Image point grounding data:
⟨

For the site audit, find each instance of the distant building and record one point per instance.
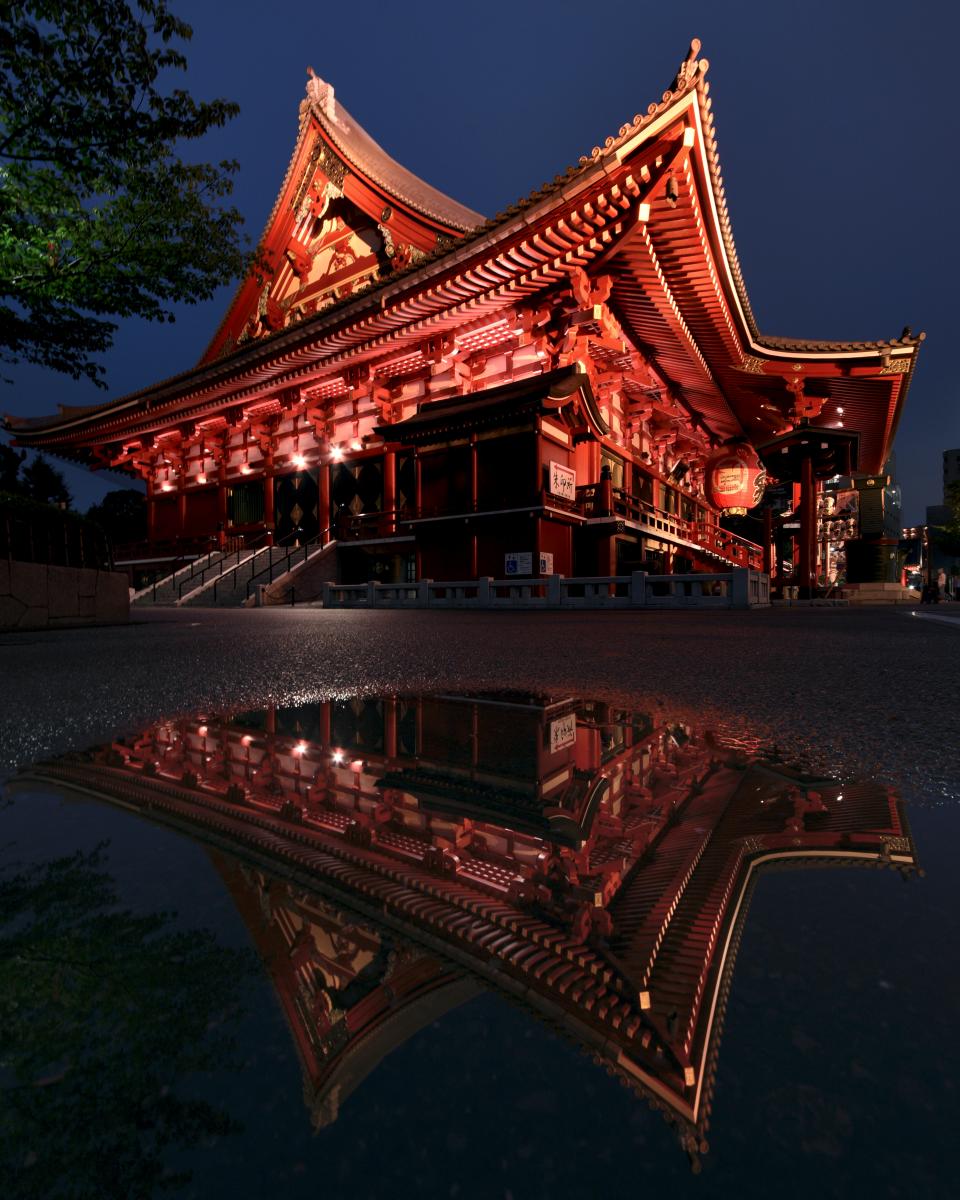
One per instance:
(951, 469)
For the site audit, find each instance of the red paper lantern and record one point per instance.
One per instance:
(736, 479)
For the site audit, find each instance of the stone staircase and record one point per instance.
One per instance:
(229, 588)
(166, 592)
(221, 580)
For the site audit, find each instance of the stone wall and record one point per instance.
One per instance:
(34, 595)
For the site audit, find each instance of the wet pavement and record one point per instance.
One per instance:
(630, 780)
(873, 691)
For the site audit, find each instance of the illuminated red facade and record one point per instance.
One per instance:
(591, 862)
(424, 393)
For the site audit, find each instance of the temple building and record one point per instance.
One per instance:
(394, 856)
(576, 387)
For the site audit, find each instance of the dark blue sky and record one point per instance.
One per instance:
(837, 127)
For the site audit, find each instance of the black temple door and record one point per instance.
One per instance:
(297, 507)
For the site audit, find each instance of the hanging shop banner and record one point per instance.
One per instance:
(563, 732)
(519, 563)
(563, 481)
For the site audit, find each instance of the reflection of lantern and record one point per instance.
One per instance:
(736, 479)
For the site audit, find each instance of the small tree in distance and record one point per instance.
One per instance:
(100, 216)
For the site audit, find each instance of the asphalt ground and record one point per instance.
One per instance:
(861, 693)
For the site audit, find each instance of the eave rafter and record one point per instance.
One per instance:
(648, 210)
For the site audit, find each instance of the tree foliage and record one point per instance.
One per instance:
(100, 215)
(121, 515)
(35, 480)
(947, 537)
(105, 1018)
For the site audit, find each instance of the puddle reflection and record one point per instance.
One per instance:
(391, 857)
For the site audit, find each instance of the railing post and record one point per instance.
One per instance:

⟩

## [Task description]
Copy out the lines above in full and unaltered, apart from the pictures.

## [Completed task]
For the site audit, find each instance of the distant building and record one point per instance.
One per instance:
(951, 469)
For the site audit, find each instance of the red paper lantern and record one point per instance.
One per instance:
(736, 479)
For the site audit, find each instance of the stone staircase and record one point per instance.
One per instance:
(229, 588)
(166, 592)
(221, 580)
For the site audit, find each instance of the stone wall and record one point per instance.
One per instance:
(34, 595)
For the site audit, find each instance of the wet pavement and record one point per instance.
One per instance:
(630, 780)
(873, 691)
For the site audit, find each instance of the illuminated red facade and record one point per instance.
One per instance:
(591, 862)
(424, 393)
For the site audit, find each instance of the temple building and record one point per instance.
One per instance:
(394, 856)
(576, 387)
For the site audit, find each instance of the dark blue sky and record one point per instance.
One per instance:
(837, 127)
For the site audit, find each instance of the black temple door and record one point per instance.
One per instance:
(297, 507)
For the site audit, find each instance of the hanging shop banner and record one point per instance.
One per instance:
(563, 732)
(519, 563)
(563, 481)
For the site audit, find each instance of the reflection of lantern and record one point per instance.
One per instance:
(736, 479)
For the site audit, find each instance of the small tree in distance and record one point per instance.
One per instance:
(100, 216)
For the site audit, find each instance of the asphalt ground and record one point per instance.
One per instance:
(861, 693)
For the site audit, find each instance of the eave rafter and record one point per instance.
One per instance:
(648, 210)
For the site audit, find each instance of the tree foliage and record one point per instance.
One per instance:
(100, 215)
(121, 515)
(35, 480)
(947, 537)
(105, 1018)
For the site audit, find each instance of the puddle reflection and record one point per instance.
One per instance:
(391, 857)
For the site audit, find each instance of the railing post and record one point per instance.
One per instance:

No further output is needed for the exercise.